### Exercise prompt
Please return, word for word, the lines of the records below from the one containing "yellow brake caliper" through the one containing "[49,184,259,241]", inclusive.

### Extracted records
┄┄┄┄┄┄
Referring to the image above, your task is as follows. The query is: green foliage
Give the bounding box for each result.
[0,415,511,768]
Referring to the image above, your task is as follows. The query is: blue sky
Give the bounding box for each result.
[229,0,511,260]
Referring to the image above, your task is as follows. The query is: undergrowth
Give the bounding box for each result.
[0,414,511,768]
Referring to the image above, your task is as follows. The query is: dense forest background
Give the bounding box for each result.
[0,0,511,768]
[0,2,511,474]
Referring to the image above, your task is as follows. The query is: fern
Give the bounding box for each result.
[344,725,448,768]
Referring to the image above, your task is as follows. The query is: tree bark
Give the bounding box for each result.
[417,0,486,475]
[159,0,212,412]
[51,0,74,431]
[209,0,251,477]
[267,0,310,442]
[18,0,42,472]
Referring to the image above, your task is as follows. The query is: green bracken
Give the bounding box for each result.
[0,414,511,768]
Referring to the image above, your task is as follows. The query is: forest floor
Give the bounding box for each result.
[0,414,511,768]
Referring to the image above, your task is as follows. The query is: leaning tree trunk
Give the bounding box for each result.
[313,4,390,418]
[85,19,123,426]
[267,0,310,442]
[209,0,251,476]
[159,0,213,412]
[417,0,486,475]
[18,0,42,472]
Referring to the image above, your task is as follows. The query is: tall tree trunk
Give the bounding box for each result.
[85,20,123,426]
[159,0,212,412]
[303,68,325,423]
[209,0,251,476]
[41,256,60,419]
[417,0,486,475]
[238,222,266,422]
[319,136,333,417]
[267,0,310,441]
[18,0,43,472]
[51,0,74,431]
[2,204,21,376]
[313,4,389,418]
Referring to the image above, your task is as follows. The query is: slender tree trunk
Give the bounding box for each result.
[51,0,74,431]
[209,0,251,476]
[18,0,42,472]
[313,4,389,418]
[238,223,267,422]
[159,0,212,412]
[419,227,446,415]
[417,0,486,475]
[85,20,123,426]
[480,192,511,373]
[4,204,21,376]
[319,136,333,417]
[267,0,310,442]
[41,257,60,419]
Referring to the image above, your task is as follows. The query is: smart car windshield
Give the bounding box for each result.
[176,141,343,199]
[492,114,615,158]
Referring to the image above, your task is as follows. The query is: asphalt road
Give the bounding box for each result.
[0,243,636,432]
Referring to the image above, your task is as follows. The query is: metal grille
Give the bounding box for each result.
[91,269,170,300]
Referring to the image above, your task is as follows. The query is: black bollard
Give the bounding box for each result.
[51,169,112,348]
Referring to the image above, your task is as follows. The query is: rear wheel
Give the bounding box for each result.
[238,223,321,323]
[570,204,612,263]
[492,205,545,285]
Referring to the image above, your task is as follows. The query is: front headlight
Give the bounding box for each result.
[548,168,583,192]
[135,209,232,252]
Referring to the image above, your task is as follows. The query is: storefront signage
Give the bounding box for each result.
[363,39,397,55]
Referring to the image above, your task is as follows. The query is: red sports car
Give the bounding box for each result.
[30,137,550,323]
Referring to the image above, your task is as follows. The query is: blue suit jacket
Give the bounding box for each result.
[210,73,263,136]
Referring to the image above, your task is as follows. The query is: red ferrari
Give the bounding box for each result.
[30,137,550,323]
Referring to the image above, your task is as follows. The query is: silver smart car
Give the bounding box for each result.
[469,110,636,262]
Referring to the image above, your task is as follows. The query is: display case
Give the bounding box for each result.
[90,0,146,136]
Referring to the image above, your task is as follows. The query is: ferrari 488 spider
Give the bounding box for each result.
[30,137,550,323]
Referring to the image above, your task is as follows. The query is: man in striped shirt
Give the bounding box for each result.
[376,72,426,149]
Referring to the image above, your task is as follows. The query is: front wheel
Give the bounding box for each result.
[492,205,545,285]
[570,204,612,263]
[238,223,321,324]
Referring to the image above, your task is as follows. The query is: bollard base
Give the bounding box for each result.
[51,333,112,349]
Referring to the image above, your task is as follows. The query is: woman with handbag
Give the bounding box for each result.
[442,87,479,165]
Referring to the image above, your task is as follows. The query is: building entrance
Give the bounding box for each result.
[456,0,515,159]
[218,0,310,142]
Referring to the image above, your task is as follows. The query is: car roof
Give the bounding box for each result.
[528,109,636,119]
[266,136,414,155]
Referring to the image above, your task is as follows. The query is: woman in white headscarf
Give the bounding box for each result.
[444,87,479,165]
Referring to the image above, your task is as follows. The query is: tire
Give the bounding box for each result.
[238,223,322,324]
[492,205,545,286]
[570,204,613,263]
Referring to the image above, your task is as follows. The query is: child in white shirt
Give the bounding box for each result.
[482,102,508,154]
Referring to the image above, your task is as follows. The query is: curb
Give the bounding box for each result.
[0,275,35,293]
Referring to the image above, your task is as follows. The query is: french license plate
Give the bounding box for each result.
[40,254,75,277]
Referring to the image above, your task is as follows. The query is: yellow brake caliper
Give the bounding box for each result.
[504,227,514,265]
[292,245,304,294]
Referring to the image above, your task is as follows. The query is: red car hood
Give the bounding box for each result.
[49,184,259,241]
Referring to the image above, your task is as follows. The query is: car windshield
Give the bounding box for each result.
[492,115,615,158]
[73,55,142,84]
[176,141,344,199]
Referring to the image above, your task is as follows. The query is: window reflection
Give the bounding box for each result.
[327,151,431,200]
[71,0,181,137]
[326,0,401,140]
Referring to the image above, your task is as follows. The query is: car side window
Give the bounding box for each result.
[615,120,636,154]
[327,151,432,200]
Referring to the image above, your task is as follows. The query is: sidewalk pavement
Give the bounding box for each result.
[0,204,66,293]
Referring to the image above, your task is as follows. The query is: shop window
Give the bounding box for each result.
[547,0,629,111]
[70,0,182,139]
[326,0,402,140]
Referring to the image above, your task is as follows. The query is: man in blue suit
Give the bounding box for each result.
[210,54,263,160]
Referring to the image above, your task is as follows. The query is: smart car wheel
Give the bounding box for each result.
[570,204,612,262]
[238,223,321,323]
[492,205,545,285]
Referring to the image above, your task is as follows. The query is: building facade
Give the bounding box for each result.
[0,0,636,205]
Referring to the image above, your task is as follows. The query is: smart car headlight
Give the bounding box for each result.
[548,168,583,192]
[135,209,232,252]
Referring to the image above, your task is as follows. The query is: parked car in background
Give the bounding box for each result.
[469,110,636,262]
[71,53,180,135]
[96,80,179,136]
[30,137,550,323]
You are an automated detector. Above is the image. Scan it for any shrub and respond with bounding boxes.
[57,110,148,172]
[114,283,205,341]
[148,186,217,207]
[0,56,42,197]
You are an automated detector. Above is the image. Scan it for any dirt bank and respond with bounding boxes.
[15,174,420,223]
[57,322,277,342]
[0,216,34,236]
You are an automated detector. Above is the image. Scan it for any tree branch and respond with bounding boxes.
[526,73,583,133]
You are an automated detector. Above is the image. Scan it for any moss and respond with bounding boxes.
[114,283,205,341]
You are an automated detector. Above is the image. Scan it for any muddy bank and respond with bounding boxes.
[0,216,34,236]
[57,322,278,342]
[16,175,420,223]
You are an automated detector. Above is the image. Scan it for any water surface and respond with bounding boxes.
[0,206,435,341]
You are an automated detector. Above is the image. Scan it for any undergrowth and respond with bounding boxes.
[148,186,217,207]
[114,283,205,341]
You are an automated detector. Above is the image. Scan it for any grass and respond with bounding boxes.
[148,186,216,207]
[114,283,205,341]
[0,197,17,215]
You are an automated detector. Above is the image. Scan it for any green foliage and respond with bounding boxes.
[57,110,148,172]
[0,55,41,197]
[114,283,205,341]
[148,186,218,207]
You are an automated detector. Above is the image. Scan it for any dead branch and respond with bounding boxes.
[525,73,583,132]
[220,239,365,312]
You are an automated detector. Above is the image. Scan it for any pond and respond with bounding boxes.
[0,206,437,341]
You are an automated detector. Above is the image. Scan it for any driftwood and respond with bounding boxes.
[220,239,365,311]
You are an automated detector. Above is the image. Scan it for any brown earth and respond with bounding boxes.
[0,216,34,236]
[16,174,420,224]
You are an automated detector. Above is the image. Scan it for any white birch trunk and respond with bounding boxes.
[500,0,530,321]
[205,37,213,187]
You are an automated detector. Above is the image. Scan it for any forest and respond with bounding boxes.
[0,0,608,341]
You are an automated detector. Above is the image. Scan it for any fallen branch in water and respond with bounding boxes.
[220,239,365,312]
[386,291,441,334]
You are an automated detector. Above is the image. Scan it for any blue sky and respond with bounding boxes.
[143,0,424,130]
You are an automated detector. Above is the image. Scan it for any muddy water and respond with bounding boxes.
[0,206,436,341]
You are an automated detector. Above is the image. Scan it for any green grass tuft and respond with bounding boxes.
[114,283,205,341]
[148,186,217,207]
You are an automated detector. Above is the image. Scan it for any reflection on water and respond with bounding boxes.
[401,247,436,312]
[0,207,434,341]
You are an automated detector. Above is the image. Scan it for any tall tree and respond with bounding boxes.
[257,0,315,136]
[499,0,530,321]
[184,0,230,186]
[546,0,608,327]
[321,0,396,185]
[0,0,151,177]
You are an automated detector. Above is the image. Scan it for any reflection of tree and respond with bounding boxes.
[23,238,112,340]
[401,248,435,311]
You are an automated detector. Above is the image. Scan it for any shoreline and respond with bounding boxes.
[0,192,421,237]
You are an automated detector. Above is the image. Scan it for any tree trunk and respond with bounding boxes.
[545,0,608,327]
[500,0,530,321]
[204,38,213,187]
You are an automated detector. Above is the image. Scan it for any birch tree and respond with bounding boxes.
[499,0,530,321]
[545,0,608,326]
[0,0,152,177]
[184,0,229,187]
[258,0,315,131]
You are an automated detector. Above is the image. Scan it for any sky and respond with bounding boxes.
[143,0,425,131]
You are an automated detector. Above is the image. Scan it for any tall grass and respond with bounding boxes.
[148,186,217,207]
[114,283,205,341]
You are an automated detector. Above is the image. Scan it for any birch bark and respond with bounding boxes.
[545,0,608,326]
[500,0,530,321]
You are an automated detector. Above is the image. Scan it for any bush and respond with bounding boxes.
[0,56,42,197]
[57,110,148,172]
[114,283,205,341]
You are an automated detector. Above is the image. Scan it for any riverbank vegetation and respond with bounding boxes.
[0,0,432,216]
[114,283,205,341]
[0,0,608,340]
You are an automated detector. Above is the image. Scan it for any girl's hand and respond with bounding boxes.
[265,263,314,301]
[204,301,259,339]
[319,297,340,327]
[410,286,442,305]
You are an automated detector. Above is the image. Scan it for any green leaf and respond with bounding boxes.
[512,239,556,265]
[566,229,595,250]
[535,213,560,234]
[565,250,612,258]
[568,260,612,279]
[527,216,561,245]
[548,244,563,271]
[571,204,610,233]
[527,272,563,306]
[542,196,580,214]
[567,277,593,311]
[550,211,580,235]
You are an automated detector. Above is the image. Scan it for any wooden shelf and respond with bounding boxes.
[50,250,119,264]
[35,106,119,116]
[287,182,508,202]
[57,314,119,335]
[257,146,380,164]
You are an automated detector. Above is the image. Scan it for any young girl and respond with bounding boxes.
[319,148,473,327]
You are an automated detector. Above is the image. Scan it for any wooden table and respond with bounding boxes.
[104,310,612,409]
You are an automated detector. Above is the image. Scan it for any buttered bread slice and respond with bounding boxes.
┄┄┄┄┄┄
### Answer below
Referring to the image above, your task is as follows. The query is: yellow brake caliper
Give the bounding box for each result.
[504,227,514,265]
[292,245,304,294]
Referring to the image above, your task is as follows. The query is: red car hood
Give the bounding box for each result.
[49,184,259,241]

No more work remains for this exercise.